Kurt Bender’s multifamily investment firm Bender Companies spent $20.5 million on a suburban Chicago housing complex targeting older adults, an asset class increasingly desirable among apartment players.
A company sharing a Chicago address with Bender bought the 173-unit Burbank Manor in the western suburbs from another local firm, Advantage Management, for 40 percent more than the property sold for a year ago, when almost all its residents were 55 and older, public records show.
The margin achieved by Advantage reflects the expanding demand for so-called active adult communities, which are geared toward residents 55 and up and have become preferred senior housing assets to assisted living, skilled nursing and independent living facilities.
Neither the buyer nor the seller returned requests for comment.
While the entire senior housing sector has been viewed by investors as better able to withstand economic downturns than other assets, active adult communities have become the most sought after within the class. Some 31 percent of respondents to a national JLL survey this spring favored them over alternatives. That portion of respondents was the largest of those who indicated the senior housing assets they viewed with the best outlooks.
━━━━━━
- _Problem 1_
Translate this sentence from the article on the Burbank Manor sale into Spanish: "Neither the buyer nor the seller returned requests for comment."
- _Problem 2_
Please continue the article on the Burbank Manor sale, picking up after its final sentence.

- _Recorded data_
━━━━━━
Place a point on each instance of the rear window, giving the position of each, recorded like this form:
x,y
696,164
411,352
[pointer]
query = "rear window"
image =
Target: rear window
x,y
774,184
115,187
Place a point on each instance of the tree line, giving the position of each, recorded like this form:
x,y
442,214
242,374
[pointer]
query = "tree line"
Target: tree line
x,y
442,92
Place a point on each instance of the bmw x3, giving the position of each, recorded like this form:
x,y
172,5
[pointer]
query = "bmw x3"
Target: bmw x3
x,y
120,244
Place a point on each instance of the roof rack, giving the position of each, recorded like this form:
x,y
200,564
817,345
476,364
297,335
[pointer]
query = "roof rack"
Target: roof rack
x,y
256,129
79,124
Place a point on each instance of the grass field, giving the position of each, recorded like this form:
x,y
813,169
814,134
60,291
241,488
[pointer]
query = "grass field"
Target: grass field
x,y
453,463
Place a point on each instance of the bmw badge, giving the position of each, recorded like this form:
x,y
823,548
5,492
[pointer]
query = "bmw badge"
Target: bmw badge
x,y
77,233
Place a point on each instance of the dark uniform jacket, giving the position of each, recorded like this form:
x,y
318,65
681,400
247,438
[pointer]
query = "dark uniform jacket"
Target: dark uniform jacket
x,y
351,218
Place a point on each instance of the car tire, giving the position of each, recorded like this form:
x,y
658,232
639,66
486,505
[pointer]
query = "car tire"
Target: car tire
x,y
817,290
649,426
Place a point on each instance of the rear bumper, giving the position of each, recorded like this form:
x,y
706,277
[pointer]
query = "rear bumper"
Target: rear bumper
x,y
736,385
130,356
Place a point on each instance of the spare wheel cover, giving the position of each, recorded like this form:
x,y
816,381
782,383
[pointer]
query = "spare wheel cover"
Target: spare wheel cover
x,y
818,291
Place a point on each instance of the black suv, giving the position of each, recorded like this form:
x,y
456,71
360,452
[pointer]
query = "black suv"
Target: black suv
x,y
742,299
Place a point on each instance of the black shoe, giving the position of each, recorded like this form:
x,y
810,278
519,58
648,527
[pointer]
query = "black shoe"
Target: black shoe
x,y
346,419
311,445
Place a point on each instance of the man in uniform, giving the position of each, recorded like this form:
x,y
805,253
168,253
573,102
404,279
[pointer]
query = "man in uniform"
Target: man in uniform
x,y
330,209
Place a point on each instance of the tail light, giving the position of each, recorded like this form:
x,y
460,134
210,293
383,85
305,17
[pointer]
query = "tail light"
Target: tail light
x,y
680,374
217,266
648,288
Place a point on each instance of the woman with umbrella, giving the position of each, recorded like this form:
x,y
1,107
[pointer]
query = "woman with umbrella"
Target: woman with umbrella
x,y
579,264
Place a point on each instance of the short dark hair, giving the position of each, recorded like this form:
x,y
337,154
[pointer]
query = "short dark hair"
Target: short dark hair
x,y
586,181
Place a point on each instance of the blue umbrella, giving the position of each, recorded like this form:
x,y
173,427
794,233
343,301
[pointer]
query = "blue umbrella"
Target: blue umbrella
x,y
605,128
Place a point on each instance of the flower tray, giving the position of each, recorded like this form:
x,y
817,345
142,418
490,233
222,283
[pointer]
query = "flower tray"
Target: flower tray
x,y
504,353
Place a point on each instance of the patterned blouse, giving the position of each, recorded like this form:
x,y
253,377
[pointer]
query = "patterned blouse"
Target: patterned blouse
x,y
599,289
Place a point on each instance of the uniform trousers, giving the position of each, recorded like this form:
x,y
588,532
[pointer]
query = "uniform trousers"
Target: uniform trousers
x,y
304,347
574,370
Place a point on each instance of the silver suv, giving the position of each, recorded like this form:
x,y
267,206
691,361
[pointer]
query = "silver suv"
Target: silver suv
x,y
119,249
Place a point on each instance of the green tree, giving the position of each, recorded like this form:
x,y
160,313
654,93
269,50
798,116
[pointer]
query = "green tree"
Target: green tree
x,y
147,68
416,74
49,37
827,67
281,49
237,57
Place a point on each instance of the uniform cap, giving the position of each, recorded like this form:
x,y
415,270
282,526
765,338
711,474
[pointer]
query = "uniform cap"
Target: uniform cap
━━━━━━
- _Response area 1_
Ni el comprador ni el vendedor respondieron a las solicitudes de comentarios.

- _Response area 2_
Senior housing isn’t entirely recession-proof, though. Demand for such properties was softened by Covid-19, which dampened interest in congregate care facilities where the virus spread easily among high concentrations of hosts especially vulnerable to severe symptoms. Those concerns were less acute for active adult communities than senior communities offering more intensive health care regimens, and all asset types within the category have since started to rebound.
“The pandemic turned this resilience on its head, but demand has since shown improvement on a quarterly basis, with occupancy continuing its steady climb back to pre-pandemic levels,” the JLL report said.
Bender focuses on multifamily acquisitions between $5 million and $30 million of class B and C properties built 20 to 40 years ago that contain more than 100 units in the Midwest, according to the firm’s website. Burbank Manor, at 97 Pinehurst Court in suburban Burbank, consists of one- and two-bedroom units in 27 single-story buildings across six acres, and was built in 1983.
The company last year stepped above its normal price range to pick up the 672-unit New Colonies apartment community in suburban Steger for almost $70 million.